__Directions__: Quote exactly the lines running from the line with "In this exercise you will tag the pink flower cluster" to the end of the entries, including both, and nothing else.

----

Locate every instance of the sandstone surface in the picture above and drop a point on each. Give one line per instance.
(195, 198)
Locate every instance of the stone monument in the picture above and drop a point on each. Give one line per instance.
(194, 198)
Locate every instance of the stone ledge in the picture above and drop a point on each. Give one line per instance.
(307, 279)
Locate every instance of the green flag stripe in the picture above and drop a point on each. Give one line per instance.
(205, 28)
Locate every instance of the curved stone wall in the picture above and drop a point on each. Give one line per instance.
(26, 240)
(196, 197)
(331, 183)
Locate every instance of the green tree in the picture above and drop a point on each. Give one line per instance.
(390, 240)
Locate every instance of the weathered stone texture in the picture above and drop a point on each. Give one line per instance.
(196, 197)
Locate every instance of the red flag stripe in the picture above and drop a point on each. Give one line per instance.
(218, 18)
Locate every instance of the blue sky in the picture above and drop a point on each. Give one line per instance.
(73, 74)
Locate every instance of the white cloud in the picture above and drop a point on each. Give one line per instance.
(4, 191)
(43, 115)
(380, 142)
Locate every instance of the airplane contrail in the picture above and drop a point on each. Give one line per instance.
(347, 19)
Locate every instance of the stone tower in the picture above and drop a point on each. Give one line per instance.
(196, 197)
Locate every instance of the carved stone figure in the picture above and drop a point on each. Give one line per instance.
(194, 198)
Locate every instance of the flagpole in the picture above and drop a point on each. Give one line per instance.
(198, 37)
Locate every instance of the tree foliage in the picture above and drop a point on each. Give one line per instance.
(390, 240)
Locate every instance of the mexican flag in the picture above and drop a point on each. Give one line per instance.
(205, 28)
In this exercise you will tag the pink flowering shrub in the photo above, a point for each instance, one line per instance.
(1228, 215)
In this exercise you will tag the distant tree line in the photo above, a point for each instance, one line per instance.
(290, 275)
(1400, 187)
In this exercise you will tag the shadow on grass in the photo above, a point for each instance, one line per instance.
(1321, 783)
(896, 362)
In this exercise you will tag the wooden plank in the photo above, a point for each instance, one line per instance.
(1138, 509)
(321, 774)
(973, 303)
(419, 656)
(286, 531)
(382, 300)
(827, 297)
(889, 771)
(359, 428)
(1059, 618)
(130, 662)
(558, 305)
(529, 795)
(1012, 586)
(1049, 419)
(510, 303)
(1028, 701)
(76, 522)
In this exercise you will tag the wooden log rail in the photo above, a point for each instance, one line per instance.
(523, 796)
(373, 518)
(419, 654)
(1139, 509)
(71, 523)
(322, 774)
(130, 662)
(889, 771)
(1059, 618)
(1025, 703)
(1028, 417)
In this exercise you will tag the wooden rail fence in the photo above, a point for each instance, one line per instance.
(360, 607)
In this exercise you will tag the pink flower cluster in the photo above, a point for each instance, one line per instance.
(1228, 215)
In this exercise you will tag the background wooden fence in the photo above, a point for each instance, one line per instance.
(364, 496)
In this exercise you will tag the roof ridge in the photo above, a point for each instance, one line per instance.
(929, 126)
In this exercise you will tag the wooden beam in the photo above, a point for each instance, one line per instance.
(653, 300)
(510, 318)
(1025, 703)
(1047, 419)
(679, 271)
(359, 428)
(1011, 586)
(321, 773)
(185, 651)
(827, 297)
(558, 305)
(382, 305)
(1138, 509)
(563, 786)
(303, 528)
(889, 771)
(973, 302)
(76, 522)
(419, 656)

----

__Solution to this exercise__:
In this exercise you will tag the pink flower cluster in the photo above, a point for each instance, one line per instance.
(1228, 215)
In this exercise you will tag the background wooden fence in the photo above, a point for each instance, one line per instance.
(364, 496)
In this exercise you will tag the roof ridge in the photo above, a point for each instance, one line per instance.
(929, 126)
In this exercise you will tag the wooden beam in the photo above, a point for each instance, one line per instance.
(653, 300)
(510, 318)
(1025, 703)
(1047, 419)
(679, 271)
(359, 428)
(1011, 586)
(321, 773)
(185, 651)
(827, 297)
(558, 305)
(382, 305)
(1138, 509)
(563, 786)
(303, 528)
(889, 771)
(973, 302)
(76, 522)
(419, 656)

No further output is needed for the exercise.